* **Objetivo a**
Responda às perguntas seguintes com base no bloco de texto:
(i) De quantas lojas A foram arrestadas as quantias em dinheiro?
(ii) Em que data transitou em julgado a decisão que declarou J. e a sua esposa insolventes?
(iii) A que atividade se dedica a sociedade P., Limitada?

* **Bloco de texto**
_ _ _
A 23 de Agosto de 2009 foi decretado um arresto que visou a A.., CRL, tendo sido arrestadas as participações sociais que a mesma detinha na sociedade arguida e bem assim as quantias em dinheiro constantes das 12 lojas A, o acabou por agravar os problemas de tesouraria da A.... SA..
26.
O plano de insolvência relativo às empresas do grupo, aprovado em sede de assembleia de credores, previu o pagamento de todas as dívidas do grupo A à Fazenda Nacional
27.
Para além do valor referido em 6, não foram, contudo, até a presente data pagas quaisquer outras, encontrando-se ainda em dívida a totalidade do IVA referente ao mês de Agosto de 2009 (no valor de € 81594,43 , e o IVA referente a Dezembro de 2008 no montante de € 8667,04 a IVA, que se reporta mês de Dezembro de 2008.
28.
Todas as importâncias recebidas e não entregues à administração fiscal foram afectas a pagamentos necessários à laboração da sociedade e designadamente ao pagamento de salários.
29.
Ambos arguidos agiram de modo livre e consciente, com o propósito deliberado e concretizado de não entregar a Administração fiscal os montantes referidos.
30.
Estavam certos, ademais, que o não pagamento das relatadas quantias que foram recepcionadas os faziam incorrer em responsabilidade criminal.
31.
Do certificado de registo criminal dos arguidos nada consta.
32.
J. e a sua esposa foram declarados insolventes por decisão datada de 18 de Abril de 2011 e transitada em julgado a 31 de Maio de 2011.
33.
J. geriu o Grupo A. durante cerca de quase três décadas.
34.
Foi igualmente Presidente da Confederação do Comércio e Serviços de Portugal
35.
O arguido é perspectivado, entre os seus amigos, como pessoa honesta, séria e dedicada cumpridora
36.
O arguido é gerente da empresa P., Limitada, sociedade que se dedica a venda de artigos de pesca desportiva.
37.
Exerce a gerência na referida sociedade a título não remunerado.
38.
O seu agregado familiar é composto pela esposa e pela sogra.
39.
_ _ _
* **Conjunto de dados**

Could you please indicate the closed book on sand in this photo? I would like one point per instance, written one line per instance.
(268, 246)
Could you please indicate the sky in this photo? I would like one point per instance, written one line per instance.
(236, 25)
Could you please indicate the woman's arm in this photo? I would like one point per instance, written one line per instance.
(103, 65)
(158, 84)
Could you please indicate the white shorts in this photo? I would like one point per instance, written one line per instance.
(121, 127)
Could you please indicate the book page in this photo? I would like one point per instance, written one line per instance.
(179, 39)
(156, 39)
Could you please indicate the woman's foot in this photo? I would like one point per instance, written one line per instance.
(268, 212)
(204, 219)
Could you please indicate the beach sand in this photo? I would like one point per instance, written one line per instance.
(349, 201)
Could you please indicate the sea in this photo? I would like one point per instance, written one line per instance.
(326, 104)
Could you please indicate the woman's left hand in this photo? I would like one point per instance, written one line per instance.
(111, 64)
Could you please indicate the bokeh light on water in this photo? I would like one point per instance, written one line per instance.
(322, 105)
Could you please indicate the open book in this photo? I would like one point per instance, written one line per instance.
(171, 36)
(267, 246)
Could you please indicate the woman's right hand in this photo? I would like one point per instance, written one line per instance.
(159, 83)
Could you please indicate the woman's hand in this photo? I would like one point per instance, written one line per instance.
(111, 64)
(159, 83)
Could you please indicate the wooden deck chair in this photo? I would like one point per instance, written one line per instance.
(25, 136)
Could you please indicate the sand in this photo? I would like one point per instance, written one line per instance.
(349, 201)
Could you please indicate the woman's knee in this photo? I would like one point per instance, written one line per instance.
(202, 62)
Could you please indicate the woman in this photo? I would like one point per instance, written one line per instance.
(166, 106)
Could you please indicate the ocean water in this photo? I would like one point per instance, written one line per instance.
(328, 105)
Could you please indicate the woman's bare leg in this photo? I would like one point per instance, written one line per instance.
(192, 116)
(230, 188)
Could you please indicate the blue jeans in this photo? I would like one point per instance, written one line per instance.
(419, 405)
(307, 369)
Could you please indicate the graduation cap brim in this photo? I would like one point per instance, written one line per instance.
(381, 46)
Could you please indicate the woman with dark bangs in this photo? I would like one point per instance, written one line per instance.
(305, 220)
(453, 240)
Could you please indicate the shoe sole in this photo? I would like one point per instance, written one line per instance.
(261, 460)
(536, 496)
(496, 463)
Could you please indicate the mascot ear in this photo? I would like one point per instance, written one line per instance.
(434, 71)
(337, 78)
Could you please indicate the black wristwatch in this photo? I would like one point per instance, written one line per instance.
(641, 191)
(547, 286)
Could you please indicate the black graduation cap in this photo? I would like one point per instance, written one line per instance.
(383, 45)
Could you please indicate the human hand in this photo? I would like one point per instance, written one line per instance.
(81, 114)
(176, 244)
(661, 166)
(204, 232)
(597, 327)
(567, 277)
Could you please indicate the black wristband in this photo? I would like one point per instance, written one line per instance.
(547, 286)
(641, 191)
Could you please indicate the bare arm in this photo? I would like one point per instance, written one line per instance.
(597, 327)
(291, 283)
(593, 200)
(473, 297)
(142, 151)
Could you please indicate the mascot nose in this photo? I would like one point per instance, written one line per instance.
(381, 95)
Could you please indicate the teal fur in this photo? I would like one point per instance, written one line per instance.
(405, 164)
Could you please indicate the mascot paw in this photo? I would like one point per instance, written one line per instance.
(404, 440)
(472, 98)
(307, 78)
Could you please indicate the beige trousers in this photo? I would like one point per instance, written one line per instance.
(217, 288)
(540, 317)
_ _ _
* **Objetivo b**
Devolva, sem qualquer alteração, as linhas das entradas a partir da linha que contém "Could you please indicate the black wristwatch" até ao fim das entradas, ambas as extremidades incluídas.

* **Resolução a**
(i) De 12 lojas A.
(ii) A 31 de Maio de 2011.
(iii) À venda de artigos de pesca desportiva.

* **Resolução b**
Could you please indicate the black wristwatch in this photo? I would like one point per instance, written one line per instance.
(641, 191)
(547, 286)
Could you please indicate the black graduation cap in this photo? I would like one point per instance, written one line per instance.
(383, 45)
Could you please indicate the human hand in this photo? I would like one point per instance, written one line per instance.
(81, 114)
(176, 244)
(661, 166)
(204, 232)
(597, 327)
(567, 277)
Could you please indicate the black wristband in this photo? I would like one point per instance, written one line per instance.
(547, 286)
(641, 191)
Could you please indicate the bare arm in this photo? I would like one point per instance, written one line per instance.
(597, 327)
(291, 283)
(593, 200)
(473, 297)
(142, 151)
Could you please indicate the mascot nose in this photo? I would like one point per instance, written one line per instance.
(381, 95)
Could you please indicate the teal fur in this photo? I would like one point per instance, written one line per instance.
(405, 164)
Could you please indicate the mascot paw in this photo? I would like one point per instance, written one line per instance.
(404, 440)
(472, 98)
(307, 78)
Could you please indicate the beige trousers in this photo? I would like one point per instance, written one line per instance.
(217, 288)
(540, 317)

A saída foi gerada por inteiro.